▼
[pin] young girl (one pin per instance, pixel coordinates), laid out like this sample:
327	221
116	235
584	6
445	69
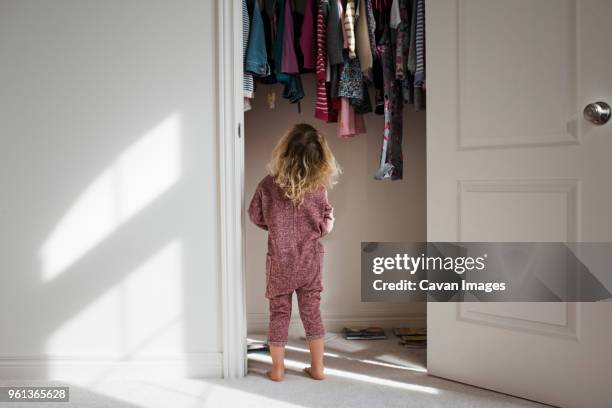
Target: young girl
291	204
▲
▼
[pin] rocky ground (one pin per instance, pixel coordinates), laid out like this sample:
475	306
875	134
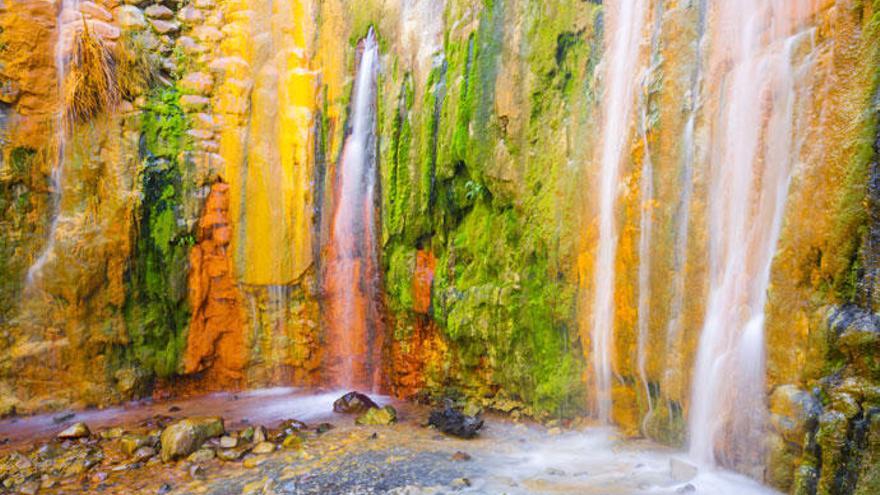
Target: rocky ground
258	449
▲
Identify each line in the listing above that contains the word "Target", and copy those lines.

Target: young girl
Target: rocky ground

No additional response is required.